Tuesday, April 20, 2010

Despite injuries, Jazz will be a tough out

By John McMullen

Philadelphia, PA - The Utah Jazz lost more than a game on Saturday.

Already without the services of star forward Andrei Kirilenko for their entire Western Conference quarterfinals series against the always-tough Denver Nuggets, Utah lost center Mehmet Okur in the second quarter of a 126-113 setback in Game 1.

An MRI on Sunday confirmed the team's worst fears, revealing Okur ruptured his left Achilles' tendon and will be out for three-to-six months.

Normally, a team minus 40 percent of its starting lineup, staring at an 0-1 hole against opposition that features Carmelo Anthony and Chauncey Billups, will start confirming tee times a little early.

Not the Utah Jazz. Not with Jerry Sloan at the controls.

"One thing about a Jerry Sloan-coached team is that they are going to play hard and going to be tough," TNT analyst and NBA Hall of Famer Charles Barkley said before Game 2 on Monday night. "No excuses, that is just the way Jerry Sloan is. They are going to compete or he is going to be whooping some booty over there."

And compete the Jazz did, evening the series by stunning Denver, 114-111, at the Pepsi Center.

Playing without Kirilenko (calf) and Okur, Sloan rode his point guard Deron Williams, who scored 33 points, all night. Williams was 7-of-14 from the floor, but a more impressive 16-of-18 from the charity stripe, a signature characteristic of the young, aggressive Jazz, who made 36-of-47 free throws on the game.
=======
> **OBJECTIVE 1**:
Based on the article on the Utah Jazz, decide whether each statement below agrees with it. Answer yes or no for each, quoting the words from the article that settle it. (a) Okur ruptured his right Achilles' tendon. (b) Williams went 16-of-18 from the free-throw line. (c) Utah beat Denver 114-111 at the Pepsi Center.
The rows that come next are unrelated to the article on the Utah Jazz.

> **DATA LINES**:
=======
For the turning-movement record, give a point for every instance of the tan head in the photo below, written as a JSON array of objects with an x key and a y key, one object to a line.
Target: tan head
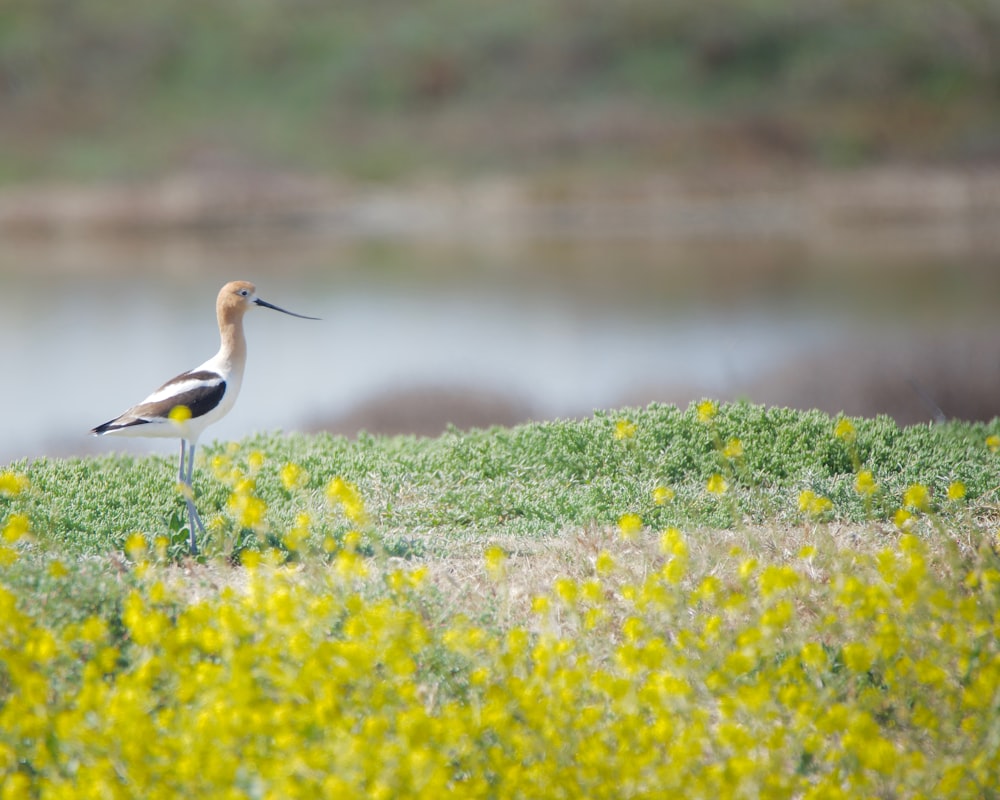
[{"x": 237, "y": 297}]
=======
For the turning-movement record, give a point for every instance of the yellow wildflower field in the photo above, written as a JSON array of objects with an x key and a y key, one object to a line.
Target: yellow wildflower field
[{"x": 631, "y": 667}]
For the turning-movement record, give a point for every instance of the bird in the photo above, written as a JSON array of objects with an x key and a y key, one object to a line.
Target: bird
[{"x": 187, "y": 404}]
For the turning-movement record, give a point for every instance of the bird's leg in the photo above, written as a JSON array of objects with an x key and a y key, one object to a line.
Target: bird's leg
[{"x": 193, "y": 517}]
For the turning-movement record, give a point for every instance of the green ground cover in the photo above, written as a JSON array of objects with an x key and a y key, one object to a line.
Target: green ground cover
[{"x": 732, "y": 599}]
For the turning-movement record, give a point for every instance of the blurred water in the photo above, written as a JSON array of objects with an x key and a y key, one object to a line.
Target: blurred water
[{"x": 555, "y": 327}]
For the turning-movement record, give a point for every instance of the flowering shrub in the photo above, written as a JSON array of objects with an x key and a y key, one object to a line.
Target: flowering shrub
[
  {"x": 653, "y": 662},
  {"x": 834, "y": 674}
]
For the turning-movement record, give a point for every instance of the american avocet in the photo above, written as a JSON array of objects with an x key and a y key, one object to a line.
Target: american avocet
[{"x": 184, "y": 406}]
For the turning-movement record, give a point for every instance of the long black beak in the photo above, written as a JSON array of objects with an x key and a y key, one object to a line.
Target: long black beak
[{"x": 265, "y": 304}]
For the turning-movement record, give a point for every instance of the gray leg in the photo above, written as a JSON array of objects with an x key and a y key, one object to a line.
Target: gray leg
=======
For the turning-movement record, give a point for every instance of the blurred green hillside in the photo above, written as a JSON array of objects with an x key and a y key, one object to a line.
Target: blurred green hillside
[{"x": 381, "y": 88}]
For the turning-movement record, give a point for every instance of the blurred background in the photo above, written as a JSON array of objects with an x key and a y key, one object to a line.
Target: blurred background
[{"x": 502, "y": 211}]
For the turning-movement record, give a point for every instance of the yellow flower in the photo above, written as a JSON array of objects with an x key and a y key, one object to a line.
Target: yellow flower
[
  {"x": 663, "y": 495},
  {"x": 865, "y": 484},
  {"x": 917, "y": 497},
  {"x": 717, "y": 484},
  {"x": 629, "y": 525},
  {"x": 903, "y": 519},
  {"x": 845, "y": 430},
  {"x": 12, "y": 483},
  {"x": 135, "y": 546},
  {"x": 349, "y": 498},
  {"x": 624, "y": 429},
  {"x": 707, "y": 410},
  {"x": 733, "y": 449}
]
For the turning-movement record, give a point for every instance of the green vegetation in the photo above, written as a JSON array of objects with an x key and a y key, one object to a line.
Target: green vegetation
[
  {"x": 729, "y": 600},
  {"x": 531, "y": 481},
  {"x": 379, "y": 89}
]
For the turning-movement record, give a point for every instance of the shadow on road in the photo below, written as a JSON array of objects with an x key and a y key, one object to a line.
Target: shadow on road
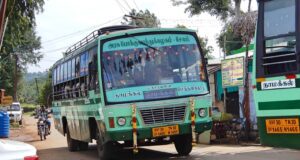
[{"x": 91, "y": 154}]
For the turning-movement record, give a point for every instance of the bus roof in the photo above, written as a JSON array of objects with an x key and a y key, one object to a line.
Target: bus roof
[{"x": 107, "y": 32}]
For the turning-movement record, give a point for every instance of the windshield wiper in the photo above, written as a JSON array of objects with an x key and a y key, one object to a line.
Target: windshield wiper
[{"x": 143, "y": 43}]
=======
> **OBJECTIVE 2**:
Swap "long black beak" for "slender dark bill" in the rows between the line holding "of the american" and the line holding "Target: gray leg", inclusive. Give back only those lines, with nothing else changed.

> **SOLUTION 1**:
(a) No: "revealing Okur ruptured his left Achilles' tendon"
(b) Yes: "a more impressive 16-of-18 from the charity stripe"
(c) Yes: "evening the series by stunning Denver, 114-111, at the Pepsi Center"

> **SOLUTION 2**:
For the turning-movement record, give a point for every instance of the american avocet in the photo above, written as a JSON array of objects with an x key and a y key, one object to a line.
Target: american avocet
[{"x": 184, "y": 406}]
For the turning-movement record, give a point for every instance of the slender dark bill in the photo above, written as a JSON array of objects with an x key and a y key, one object to a line.
Target: slender dark bill
[{"x": 265, "y": 304}]
For the turning-movement record, give a point for every instance of the gray leg in the photo above, written as a JSON array of objects with an x key and a y key, one object to a line.
Target: gray leg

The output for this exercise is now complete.